▶ _Job_
Which of the rows below contain the string "stack"? Copy each of those rows in full, and treat case as significant.

** start Given data **

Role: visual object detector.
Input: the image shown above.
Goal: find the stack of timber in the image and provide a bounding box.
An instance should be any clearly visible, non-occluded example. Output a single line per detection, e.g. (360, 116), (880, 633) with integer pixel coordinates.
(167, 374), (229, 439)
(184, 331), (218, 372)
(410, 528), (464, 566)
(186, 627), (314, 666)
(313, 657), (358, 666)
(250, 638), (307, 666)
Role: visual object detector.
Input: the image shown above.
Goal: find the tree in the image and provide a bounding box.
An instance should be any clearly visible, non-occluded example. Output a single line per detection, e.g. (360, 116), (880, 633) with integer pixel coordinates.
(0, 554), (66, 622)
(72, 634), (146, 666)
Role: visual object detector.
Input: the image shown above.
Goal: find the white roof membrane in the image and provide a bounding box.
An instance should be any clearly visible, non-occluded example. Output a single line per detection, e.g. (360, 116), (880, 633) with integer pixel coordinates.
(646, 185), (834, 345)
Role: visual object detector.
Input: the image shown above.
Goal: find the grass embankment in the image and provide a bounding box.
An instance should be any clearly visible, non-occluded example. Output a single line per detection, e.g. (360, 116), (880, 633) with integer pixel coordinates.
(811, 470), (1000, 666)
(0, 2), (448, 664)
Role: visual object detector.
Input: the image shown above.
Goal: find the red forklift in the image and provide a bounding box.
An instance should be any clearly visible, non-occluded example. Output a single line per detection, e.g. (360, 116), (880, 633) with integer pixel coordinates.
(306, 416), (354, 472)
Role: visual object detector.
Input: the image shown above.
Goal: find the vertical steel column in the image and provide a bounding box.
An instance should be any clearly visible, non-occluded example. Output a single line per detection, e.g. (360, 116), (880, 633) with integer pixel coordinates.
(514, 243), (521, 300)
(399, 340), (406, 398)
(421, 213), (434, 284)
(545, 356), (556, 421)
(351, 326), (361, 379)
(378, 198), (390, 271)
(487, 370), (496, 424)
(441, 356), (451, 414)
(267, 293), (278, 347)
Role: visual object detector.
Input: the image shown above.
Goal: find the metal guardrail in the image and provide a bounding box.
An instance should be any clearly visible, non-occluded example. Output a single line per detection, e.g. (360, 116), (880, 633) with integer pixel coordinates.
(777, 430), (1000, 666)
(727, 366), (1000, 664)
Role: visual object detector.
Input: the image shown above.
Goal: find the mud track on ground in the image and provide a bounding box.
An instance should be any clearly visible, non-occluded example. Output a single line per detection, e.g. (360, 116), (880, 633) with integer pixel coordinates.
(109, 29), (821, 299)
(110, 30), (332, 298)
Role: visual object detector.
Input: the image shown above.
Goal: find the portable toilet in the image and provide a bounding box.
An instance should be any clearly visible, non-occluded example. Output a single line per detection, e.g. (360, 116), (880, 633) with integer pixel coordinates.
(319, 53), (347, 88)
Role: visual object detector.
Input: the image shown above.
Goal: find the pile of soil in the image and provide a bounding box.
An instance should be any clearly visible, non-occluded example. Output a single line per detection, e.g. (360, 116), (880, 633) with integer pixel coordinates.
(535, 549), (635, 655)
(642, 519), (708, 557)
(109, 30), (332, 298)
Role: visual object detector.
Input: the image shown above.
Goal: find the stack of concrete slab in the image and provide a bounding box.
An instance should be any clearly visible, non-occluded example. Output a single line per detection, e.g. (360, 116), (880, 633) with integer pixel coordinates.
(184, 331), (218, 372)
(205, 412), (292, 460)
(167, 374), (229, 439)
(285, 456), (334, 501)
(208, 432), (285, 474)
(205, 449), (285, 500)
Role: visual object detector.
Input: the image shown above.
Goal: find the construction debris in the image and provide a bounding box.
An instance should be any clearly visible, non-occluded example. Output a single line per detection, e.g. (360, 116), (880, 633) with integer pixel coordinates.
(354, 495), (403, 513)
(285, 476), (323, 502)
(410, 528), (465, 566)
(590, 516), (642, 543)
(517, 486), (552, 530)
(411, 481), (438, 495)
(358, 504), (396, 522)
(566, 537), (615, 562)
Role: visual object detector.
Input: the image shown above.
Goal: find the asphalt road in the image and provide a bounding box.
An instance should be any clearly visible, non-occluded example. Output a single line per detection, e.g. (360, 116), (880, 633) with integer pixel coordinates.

** end Given data **

▶ _Expected answer_
Goal: find the stack of timber in the image and provide a bounding box.
Goal: find the stack of concrete slab in the image and provide a bounding box.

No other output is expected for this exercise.